• _Goal of the exercise_
Reproduce verbatim every line from the one containing "The component shall return one point per instance of the faded" down to the last line below, including both of those lines.

• _Data shown_
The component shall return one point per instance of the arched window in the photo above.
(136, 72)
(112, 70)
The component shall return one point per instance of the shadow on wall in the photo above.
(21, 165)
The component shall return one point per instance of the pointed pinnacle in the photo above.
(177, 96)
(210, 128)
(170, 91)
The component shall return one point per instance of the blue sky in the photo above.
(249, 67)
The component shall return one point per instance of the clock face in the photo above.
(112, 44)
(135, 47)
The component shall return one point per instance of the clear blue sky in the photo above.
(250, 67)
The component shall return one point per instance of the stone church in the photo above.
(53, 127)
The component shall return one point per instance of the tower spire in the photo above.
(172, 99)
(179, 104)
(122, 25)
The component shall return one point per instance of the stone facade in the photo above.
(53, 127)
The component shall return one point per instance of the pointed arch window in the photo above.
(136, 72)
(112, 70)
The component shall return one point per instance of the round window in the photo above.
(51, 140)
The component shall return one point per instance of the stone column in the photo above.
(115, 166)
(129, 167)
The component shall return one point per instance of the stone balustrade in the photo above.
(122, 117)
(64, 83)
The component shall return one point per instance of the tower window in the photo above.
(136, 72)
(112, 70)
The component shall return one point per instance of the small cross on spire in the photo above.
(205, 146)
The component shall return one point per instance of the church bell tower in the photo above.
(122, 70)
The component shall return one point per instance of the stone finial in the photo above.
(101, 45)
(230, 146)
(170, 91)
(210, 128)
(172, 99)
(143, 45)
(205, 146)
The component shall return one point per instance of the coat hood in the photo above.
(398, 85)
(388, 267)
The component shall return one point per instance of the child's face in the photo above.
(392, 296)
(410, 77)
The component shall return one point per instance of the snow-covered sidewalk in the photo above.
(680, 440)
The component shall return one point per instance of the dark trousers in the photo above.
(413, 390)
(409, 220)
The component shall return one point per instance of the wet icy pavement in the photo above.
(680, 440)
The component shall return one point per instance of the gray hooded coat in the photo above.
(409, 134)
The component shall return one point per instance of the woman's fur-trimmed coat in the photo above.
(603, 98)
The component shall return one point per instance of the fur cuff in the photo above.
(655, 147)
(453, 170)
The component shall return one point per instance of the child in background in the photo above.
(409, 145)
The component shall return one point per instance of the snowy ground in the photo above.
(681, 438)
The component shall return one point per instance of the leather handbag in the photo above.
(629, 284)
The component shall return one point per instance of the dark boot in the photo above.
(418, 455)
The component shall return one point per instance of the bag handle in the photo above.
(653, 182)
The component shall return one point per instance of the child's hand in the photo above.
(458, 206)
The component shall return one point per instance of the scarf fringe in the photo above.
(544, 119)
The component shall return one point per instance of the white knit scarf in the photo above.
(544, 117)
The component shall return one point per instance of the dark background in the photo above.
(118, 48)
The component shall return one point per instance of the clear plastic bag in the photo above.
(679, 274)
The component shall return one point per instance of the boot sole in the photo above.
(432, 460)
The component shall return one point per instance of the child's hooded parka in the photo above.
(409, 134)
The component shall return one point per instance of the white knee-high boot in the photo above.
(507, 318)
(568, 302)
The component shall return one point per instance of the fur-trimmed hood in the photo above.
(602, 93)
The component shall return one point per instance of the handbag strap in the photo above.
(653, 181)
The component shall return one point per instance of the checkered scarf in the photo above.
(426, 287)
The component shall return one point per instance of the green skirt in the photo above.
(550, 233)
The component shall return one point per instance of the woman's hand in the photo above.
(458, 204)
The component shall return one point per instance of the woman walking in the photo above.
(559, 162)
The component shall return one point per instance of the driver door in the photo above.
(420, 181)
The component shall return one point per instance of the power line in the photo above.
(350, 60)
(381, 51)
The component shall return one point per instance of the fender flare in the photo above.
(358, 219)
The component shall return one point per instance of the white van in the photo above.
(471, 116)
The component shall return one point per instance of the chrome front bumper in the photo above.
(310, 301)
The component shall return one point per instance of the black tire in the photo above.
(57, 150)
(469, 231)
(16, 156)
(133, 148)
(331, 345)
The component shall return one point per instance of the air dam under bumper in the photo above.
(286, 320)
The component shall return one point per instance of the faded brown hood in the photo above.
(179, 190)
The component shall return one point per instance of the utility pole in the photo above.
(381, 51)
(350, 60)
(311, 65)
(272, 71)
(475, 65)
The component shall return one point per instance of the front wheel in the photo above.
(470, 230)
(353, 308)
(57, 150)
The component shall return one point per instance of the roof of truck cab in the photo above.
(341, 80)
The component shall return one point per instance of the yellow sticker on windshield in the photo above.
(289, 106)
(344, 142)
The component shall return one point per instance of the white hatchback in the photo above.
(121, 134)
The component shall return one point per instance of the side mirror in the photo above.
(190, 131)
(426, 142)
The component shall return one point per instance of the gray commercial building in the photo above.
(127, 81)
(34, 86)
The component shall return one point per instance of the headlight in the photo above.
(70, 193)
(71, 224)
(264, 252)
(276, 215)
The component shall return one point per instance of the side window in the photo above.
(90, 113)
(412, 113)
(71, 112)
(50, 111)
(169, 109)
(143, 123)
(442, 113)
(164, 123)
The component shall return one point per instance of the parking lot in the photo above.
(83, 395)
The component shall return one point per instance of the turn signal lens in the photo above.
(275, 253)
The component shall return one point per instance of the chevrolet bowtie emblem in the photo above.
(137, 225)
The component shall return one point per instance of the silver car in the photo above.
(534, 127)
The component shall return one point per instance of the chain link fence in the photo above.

• _Written response_
The component shall return one point per instance of the faded brown hood in the photo above.
(179, 190)
The component shall return one point per instance of the utility pole in the photo above.
(381, 51)
(350, 60)
(311, 65)
(272, 71)
(475, 65)
The component shall return one point per instance of the front wheel in the photo above.
(470, 230)
(353, 308)
(57, 150)
The component shall return one point per instance of the roof of truck cab in the photo above.
(341, 80)
The component shall return one point per instance of the yellow sticker on windshield in the photo above.
(289, 106)
(344, 142)
The component shall return one point per instance of the white hatchback in the photo above.
(121, 134)
The component shall return one point per instance of the side mirror in the photo above.
(190, 131)
(426, 142)
The component shall return one point per instance of the gray commercial building in the photo above.
(127, 81)
(34, 86)
The component shall return one point per instance of the headlight in the photo above.
(70, 193)
(71, 224)
(264, 252)
(276, 215)
The component shall return one point per instance of the side window in the photo above.
(90, 113)
(412, 113)
(71, 112)
(50, 111)
(169, 109)
(143, 123)
(442, 113)
(164, 123)
The component shall return one point per instance of the parking lot in the photo above.
(83, 395)
The component shall return one point per instance of the turn signal lens in the photo above.
(275, 253)
The component shall return one point per instance of the chevrolet bowtie emblem in the photo above.
(137, 225)
The component shall return one point per instance of the silver car in the photo above.
(534, 127)
The component shall return one point per instance of the chain link fence in the photo above.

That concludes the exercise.